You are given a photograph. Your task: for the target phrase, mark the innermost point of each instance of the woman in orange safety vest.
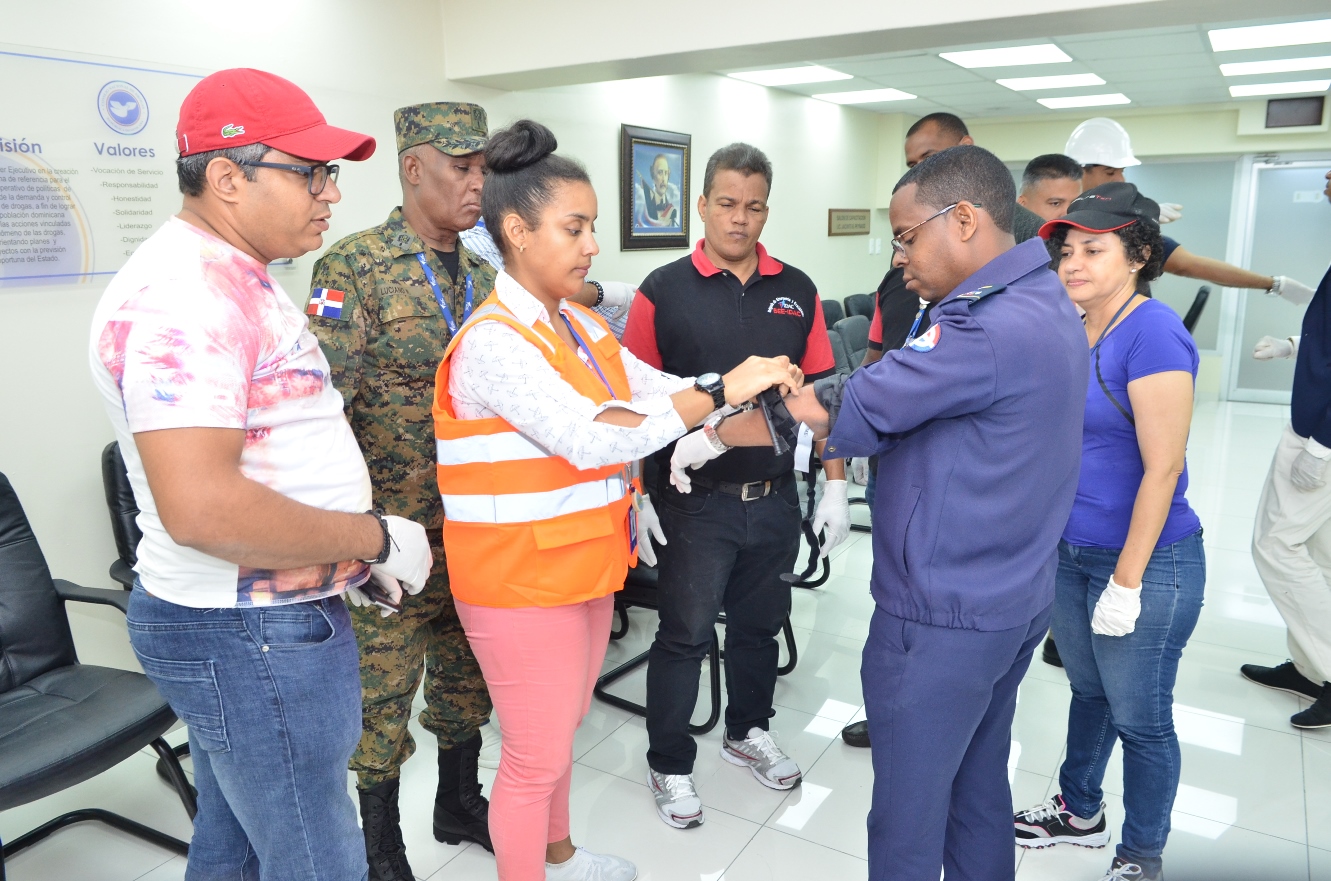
(539, 415)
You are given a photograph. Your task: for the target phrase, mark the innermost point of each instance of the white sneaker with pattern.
(759, 753)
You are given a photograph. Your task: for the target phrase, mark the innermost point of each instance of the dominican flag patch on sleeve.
(325, 302)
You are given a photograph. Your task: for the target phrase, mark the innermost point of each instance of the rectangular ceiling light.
(1257, 89)
(792, 76)
(1269, 35)
(1008, 57)
(1065, 81)
(865, 96)
(1283, 65)
(1085, 100)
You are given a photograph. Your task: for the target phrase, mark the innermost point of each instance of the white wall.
(360, 61)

-------------------------

**WORK INSTRUCTIONS**
Please render every line of the items above as a JSON list of strings, one string per line, with blank lines omitted and the picture left out.

**FINAL RESULT**
[
  "You are given a photograph. Your task: for the target phrase, mark the innermost point of each instance of the woman in orange safety vest.",
  "(539, 415)",
  "You are given a photograph. Your task: for the target phrase, mark the innermost point of each instance of the white sneaker with pattern.",
  "(759, 753)",
  "You are given a photograph. Your task: for the target phrase, mark the innermost point of each instance of the dominican flag patch on sleeve.",
  "(325, 302)",
  "You are given a photograph. Your task: for the target phrase, mark the innermost point of each instance of the rectangular ceiling light.",
  "(1257, 89)",
  "(792, 76)",
  "(1269, 35)",
  "(1008, 57)",
  "(1065, 81)",
  "(865, 96)",
  "(1283, 65)",
  "(1085, 100)",
  "You are given a photograph. Your task: for the target phrase, mark the innermost point of each instance of the white wall.",
  "(360, 61)"
]